- **Source text**

---------------

Tag Archives: Rosenbergs

 

Displacement

What I learned in Máncora.

 

I went to Máncora to be reunited with My People. 

After three months of working for a non-governmental organization (NGO) in Chiclayo, Peru, and being totally immersed in Peruvian culture, I could finally speak Spanish. Now I received compliments on my fluency instead of the “what the fuck are you saying?” facial expressions that my initial attempts at communication had received. Yes, my Spanish was good, thanks to necessity. And yet … it sure would be nice to say exactly what I meant. (Subtleties are lost in translation.)

Humor had carried me far, but quite frankly, I was lonely. Of course I enjoyed the company of my Chiclayano friends. But having at least one other foreigner — My People — around to share the experience would have been nice. There’s a fine line between feeling proudly independent and unintentionally isolated.

I needed an escape, and I was sure of the solution: a brief reunion with My People in the town of Máncora. I’d heard there were English-speaking tourists in Máncora, so I decided to treat myself to a short vacation. It was time! Time to crack jokes with people who had heard of Arrested Development. Time to share my enthusiasm over the musical genius of Beirut instead of Grupo Cinco. Time for a break from the stares and whistles I got as one of the only white people walking down the streets of Chiclayo.

Not My People

But when I finally arrived in Máncora, I didn’t fit in.

How could this be? Weren’t these Western globetrotters My People? The league of backpackers with whom I’d shared conversation countless times, listening wide-eyed to each other’s tales of rash job-quitting and subsequent adventuring? Patting each other on the back for choosing the road less traveled (though increasingly trodden)?

---------------

- **Information shown**

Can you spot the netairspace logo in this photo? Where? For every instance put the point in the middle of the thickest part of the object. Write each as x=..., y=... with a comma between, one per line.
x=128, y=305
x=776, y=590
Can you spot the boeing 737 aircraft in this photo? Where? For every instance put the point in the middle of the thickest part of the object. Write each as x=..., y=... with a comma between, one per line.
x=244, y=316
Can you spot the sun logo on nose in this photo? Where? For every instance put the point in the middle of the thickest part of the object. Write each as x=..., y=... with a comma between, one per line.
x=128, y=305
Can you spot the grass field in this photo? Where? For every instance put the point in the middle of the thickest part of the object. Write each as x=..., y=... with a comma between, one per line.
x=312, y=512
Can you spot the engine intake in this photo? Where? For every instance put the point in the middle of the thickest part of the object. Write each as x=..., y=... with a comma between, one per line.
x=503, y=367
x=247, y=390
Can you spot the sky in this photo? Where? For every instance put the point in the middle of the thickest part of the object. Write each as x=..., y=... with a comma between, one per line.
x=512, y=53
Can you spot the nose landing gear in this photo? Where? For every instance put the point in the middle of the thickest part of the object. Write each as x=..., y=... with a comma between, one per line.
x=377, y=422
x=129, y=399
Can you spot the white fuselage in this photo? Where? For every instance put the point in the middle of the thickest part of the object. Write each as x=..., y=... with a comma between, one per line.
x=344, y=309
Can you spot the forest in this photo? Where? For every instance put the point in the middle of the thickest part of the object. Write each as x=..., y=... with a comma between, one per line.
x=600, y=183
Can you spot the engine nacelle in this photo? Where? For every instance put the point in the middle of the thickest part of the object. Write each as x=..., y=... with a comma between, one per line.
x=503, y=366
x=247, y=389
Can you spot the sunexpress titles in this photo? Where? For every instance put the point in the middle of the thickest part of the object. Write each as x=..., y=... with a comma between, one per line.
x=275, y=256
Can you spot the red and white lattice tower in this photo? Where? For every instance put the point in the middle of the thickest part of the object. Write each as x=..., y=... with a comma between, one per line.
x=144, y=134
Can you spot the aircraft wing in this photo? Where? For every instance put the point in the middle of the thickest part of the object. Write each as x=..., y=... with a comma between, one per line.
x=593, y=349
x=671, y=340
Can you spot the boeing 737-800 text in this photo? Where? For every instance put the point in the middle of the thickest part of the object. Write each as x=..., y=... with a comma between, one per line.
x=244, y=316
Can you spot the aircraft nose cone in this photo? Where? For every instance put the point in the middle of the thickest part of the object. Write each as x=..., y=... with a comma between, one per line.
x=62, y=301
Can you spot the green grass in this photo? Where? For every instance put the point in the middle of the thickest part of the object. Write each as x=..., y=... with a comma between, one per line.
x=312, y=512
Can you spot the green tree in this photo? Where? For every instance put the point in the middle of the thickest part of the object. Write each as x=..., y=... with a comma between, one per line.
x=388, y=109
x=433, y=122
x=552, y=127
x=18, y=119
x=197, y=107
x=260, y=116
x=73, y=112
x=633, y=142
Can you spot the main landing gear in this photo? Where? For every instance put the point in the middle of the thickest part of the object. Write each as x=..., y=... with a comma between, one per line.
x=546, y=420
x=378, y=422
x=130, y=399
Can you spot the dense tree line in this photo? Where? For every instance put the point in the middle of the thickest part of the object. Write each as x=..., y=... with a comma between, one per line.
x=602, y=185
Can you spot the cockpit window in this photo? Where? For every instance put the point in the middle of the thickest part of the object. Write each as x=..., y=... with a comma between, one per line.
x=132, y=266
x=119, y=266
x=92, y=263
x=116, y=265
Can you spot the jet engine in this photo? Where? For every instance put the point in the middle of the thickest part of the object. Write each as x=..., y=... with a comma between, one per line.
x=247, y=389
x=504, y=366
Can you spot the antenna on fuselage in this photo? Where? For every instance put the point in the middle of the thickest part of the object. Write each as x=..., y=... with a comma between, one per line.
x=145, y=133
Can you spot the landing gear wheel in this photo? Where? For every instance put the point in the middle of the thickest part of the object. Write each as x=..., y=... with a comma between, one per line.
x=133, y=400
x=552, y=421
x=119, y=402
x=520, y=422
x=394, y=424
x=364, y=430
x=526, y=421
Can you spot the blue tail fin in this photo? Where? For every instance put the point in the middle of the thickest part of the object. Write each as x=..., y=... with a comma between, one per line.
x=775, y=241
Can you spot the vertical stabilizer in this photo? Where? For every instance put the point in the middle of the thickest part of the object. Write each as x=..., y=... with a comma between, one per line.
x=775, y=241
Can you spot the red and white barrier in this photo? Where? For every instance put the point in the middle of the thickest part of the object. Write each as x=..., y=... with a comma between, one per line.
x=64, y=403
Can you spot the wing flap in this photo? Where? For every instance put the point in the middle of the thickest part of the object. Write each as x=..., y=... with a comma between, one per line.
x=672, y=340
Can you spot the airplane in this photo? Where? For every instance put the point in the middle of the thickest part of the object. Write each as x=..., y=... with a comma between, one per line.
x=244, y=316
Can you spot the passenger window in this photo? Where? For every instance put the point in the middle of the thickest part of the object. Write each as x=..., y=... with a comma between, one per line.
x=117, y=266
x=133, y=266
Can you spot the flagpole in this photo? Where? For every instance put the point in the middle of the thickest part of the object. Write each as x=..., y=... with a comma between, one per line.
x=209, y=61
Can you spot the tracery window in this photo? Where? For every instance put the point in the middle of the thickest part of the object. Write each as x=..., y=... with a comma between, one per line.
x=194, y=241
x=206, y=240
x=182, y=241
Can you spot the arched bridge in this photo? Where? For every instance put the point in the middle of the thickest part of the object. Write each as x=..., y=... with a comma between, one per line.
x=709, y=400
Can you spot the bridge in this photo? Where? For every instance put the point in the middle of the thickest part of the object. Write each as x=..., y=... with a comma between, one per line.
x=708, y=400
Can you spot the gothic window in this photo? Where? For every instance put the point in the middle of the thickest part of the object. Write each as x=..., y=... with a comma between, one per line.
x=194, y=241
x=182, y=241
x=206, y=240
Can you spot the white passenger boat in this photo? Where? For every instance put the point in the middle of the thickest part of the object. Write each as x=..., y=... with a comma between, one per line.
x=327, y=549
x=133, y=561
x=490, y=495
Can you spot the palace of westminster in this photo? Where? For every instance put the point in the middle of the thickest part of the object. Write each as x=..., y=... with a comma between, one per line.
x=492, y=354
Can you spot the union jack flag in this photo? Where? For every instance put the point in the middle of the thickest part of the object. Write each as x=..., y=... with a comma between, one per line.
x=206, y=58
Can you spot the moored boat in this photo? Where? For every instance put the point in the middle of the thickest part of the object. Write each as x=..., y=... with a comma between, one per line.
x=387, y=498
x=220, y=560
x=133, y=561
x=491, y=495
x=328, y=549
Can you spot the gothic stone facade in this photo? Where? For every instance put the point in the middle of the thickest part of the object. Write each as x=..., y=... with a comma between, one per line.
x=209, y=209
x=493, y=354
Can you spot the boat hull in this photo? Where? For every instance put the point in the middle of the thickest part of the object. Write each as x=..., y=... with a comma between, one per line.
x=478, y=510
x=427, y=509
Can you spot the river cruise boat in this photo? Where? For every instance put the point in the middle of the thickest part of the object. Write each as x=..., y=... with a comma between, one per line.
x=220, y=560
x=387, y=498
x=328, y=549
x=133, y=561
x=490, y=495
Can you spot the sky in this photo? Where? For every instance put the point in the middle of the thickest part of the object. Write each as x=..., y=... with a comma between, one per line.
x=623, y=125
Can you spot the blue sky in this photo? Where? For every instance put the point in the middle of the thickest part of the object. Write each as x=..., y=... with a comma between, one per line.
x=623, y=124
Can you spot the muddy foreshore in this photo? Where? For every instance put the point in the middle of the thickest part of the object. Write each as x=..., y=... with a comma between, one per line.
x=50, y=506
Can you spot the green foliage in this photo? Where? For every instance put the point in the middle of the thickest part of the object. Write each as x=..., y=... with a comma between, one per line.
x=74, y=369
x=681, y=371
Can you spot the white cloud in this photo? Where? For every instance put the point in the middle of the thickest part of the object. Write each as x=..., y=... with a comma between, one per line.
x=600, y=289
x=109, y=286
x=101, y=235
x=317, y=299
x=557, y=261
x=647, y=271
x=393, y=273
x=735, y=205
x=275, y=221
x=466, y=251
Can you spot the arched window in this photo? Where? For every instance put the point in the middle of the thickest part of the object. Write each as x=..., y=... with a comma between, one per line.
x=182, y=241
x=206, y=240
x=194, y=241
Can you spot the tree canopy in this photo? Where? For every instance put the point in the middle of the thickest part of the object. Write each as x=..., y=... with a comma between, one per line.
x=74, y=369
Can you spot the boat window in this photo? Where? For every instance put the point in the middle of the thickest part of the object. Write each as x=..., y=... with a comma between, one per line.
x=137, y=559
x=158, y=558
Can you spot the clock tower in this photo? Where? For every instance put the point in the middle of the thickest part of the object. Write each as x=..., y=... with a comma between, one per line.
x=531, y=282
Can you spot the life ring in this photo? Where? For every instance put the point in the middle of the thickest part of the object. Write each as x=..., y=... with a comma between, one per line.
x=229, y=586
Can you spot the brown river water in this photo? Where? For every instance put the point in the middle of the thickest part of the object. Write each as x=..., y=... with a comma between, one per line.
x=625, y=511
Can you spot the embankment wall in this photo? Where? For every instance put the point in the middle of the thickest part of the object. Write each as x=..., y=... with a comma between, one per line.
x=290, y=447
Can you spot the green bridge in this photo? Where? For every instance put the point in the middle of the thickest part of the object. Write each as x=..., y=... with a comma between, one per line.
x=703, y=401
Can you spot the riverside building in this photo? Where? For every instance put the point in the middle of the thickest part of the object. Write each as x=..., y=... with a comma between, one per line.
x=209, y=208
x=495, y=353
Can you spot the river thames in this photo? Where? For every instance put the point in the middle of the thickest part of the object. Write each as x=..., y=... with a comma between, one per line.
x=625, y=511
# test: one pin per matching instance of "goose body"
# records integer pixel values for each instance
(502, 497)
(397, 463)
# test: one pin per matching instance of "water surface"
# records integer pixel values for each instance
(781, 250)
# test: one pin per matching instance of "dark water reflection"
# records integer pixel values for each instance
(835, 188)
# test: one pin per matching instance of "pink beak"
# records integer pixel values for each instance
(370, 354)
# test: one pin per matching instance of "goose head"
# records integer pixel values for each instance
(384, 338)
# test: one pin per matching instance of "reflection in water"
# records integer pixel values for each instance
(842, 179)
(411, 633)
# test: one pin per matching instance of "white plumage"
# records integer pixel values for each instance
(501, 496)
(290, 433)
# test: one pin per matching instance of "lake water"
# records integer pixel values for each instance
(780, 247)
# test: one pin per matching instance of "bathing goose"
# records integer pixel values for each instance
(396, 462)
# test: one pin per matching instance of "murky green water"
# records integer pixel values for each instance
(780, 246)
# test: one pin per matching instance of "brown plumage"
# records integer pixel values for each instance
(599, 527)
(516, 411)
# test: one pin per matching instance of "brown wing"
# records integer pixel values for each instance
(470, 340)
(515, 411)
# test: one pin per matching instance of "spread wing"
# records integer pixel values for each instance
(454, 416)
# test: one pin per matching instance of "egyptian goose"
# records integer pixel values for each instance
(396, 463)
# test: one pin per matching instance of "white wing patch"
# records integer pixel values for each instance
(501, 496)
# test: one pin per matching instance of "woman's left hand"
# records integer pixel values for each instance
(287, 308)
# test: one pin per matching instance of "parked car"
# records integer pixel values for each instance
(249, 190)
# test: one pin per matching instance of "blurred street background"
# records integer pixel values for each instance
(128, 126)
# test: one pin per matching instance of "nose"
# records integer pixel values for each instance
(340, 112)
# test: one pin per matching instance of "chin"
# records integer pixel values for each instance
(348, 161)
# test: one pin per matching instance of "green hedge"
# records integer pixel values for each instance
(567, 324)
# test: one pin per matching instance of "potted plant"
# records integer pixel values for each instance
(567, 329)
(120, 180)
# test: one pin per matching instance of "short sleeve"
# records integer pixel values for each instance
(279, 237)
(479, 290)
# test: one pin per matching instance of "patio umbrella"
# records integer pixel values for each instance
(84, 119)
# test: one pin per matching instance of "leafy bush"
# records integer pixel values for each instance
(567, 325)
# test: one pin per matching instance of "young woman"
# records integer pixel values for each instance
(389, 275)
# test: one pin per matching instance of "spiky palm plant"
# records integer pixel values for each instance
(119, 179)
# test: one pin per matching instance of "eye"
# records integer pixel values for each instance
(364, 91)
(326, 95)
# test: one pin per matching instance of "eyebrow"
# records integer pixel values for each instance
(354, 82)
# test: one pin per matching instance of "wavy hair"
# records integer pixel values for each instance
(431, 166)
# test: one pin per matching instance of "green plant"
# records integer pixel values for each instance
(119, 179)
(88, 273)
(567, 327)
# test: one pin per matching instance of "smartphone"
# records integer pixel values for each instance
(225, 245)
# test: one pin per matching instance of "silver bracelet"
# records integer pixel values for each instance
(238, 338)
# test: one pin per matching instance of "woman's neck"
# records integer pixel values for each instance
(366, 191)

---------------

- **Brief A**
Answer these from the Máncora post:
(i) How long had the writer worked for the NGO before the trip to Máncora?
(ii) What is named as the music the writer wanted to praise in place of Grupo Cinco?
(iii) In the section headed "Not My People," what does the writer say happened on arriving in Máncora?
- **Brief B**
Count the lines of the records that contain the string "bridge", with case counting. Reply with the number only.

- **Correct result A**
(i) Three months.
(ii) The musical genius of Beirut.
(iii) The writer didn't fit in.

- **Correct result B**
3